**Data supplied**

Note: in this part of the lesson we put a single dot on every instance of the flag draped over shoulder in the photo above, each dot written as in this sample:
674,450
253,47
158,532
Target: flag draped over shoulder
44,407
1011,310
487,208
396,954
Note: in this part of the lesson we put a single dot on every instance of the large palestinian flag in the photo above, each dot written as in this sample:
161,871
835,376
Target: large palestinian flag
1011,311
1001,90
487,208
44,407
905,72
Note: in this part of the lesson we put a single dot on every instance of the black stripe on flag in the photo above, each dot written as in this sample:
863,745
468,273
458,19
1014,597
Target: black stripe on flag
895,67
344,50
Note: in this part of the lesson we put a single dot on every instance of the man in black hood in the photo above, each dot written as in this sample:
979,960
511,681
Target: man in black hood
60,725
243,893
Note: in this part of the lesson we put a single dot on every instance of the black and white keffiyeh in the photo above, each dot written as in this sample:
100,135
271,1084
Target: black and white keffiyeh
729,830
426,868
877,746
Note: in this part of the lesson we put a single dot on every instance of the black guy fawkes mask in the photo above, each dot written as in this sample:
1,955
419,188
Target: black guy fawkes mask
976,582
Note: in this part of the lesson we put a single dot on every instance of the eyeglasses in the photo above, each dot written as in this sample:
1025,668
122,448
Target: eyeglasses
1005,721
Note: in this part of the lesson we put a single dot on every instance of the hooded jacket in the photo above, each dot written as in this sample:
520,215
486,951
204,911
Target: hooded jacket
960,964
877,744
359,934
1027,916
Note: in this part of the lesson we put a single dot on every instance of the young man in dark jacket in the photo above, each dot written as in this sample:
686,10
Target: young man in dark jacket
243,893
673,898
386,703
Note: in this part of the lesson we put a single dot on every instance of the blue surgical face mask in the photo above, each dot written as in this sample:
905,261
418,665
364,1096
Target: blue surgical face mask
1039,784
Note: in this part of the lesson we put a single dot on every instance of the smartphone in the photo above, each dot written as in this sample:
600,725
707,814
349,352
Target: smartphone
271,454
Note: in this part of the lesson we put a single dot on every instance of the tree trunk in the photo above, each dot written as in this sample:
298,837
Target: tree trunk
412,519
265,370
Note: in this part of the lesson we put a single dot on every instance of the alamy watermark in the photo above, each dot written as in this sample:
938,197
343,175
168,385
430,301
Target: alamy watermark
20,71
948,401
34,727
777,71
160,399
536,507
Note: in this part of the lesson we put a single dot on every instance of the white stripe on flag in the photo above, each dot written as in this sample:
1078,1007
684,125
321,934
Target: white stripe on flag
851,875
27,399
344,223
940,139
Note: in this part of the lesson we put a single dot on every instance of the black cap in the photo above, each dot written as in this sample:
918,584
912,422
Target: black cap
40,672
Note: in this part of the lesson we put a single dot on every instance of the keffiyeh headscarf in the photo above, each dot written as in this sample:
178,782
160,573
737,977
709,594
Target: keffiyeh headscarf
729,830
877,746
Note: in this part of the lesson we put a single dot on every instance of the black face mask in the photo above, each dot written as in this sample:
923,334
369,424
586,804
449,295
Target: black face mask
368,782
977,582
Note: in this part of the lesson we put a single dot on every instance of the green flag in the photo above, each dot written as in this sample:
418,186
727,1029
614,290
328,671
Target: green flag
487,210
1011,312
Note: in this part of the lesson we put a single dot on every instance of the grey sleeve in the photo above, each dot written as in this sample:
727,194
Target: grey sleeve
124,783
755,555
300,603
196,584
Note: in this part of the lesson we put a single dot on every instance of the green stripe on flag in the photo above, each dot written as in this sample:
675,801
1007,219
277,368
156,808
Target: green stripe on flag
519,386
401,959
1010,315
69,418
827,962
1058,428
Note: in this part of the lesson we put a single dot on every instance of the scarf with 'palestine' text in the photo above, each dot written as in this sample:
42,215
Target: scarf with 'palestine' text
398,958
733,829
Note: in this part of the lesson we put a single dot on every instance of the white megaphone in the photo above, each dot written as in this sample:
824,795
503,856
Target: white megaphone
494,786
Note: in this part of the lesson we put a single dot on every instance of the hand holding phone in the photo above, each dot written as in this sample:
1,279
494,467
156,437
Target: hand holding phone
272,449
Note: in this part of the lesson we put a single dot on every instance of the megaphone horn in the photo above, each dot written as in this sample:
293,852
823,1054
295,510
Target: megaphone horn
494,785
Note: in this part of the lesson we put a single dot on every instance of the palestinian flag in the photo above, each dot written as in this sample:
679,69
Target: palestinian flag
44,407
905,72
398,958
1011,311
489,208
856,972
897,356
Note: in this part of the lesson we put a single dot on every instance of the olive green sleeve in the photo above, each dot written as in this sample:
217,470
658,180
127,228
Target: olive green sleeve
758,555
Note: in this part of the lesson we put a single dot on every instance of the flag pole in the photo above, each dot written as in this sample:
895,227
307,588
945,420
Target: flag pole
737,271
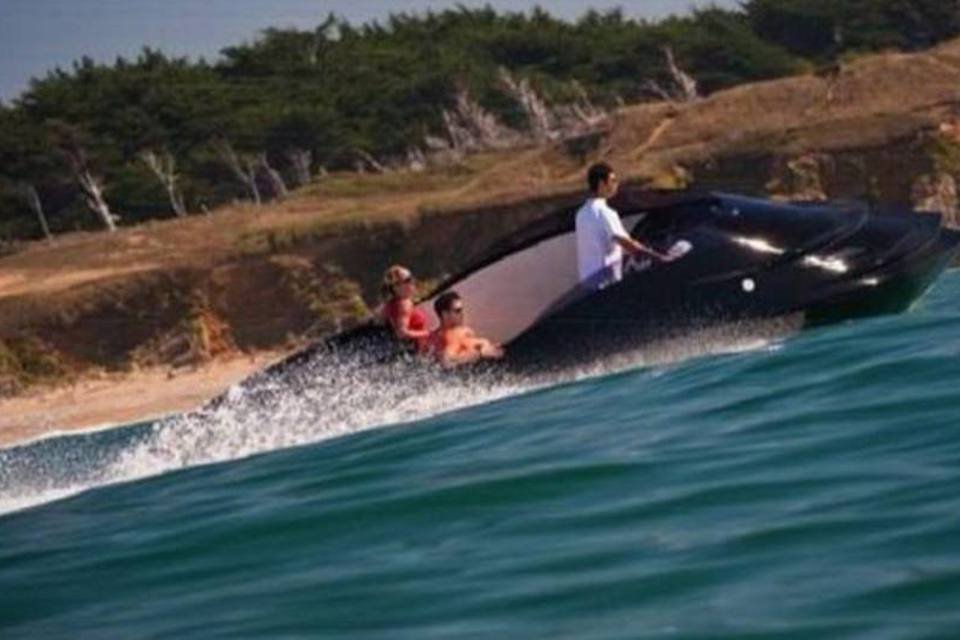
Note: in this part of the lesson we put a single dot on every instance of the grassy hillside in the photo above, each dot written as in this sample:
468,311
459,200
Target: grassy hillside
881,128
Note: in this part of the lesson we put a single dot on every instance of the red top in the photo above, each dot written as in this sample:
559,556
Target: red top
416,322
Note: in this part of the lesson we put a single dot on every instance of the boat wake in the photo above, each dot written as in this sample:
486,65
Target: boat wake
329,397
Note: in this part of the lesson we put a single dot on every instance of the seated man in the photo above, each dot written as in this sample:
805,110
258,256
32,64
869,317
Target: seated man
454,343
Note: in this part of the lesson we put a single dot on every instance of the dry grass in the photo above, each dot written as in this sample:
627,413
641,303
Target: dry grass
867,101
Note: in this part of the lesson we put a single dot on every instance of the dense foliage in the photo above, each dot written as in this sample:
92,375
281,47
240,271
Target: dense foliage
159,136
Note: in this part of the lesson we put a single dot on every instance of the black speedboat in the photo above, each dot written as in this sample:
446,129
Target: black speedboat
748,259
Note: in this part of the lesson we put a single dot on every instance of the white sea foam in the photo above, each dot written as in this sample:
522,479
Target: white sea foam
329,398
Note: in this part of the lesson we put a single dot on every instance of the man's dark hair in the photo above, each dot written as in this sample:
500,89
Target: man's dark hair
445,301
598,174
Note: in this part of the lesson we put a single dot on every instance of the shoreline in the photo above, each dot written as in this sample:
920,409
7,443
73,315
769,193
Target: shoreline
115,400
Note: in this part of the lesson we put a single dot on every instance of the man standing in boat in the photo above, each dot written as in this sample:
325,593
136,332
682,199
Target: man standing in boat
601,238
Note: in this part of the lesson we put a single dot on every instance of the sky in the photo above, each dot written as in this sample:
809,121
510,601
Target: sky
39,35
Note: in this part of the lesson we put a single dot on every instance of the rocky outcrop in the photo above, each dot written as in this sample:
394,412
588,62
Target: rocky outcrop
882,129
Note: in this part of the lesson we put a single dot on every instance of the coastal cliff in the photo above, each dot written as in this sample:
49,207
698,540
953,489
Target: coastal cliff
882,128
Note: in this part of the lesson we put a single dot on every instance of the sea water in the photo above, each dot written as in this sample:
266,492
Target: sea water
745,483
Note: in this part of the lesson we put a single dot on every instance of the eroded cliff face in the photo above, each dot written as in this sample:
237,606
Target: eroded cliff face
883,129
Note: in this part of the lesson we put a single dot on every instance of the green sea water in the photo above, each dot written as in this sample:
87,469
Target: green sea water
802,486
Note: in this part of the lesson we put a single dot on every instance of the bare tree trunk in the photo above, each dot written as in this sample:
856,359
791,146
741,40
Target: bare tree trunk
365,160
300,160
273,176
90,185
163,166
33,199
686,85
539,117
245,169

...

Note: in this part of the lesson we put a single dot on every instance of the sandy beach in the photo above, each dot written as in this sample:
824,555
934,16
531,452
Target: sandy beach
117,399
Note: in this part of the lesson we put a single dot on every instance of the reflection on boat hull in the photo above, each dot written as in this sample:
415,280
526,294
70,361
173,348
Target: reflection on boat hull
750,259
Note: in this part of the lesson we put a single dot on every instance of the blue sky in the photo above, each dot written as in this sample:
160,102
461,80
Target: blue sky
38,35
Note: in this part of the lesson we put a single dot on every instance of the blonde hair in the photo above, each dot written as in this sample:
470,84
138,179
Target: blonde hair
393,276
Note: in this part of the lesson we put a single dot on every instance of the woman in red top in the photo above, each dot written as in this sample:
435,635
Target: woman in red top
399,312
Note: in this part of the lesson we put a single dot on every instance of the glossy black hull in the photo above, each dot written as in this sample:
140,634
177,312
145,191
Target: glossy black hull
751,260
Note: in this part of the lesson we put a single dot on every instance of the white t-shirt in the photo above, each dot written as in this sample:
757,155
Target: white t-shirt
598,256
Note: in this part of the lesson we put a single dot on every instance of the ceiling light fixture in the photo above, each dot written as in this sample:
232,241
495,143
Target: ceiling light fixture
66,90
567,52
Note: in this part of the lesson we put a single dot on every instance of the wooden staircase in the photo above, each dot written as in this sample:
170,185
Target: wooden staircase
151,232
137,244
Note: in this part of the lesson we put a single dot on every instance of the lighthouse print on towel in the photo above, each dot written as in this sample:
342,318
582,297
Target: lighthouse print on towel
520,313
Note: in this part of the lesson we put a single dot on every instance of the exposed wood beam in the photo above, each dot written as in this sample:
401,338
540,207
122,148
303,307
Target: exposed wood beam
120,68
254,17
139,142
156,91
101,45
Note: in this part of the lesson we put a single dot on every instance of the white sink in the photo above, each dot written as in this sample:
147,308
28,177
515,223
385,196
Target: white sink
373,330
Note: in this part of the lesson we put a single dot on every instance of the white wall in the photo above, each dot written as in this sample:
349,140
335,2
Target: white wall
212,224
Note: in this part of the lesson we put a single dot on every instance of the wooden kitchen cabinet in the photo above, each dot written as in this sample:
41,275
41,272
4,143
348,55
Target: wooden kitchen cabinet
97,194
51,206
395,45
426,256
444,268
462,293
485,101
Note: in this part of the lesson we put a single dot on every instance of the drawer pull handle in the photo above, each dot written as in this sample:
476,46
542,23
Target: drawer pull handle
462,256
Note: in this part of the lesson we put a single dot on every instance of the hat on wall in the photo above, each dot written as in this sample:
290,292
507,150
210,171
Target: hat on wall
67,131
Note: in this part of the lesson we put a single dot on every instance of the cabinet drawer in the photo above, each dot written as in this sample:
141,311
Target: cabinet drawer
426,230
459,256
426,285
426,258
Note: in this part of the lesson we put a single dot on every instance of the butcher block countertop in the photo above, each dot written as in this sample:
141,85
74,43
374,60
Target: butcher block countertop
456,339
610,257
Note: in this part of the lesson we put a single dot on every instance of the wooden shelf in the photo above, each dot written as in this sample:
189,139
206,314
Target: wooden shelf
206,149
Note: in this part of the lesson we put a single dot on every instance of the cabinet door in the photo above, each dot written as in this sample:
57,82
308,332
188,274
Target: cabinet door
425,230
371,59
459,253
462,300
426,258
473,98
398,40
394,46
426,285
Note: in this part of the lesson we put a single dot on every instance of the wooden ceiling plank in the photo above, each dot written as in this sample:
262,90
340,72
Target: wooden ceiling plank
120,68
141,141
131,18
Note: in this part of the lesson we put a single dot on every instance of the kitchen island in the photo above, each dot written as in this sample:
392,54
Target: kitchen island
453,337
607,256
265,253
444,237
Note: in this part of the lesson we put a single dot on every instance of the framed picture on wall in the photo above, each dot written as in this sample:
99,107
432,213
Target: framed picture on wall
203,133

**What to work on**
Count the lines in the data above that contain the word "holding", treating uppercase and lowercase as distinct, and give only the number.

**Output of the exercise**
2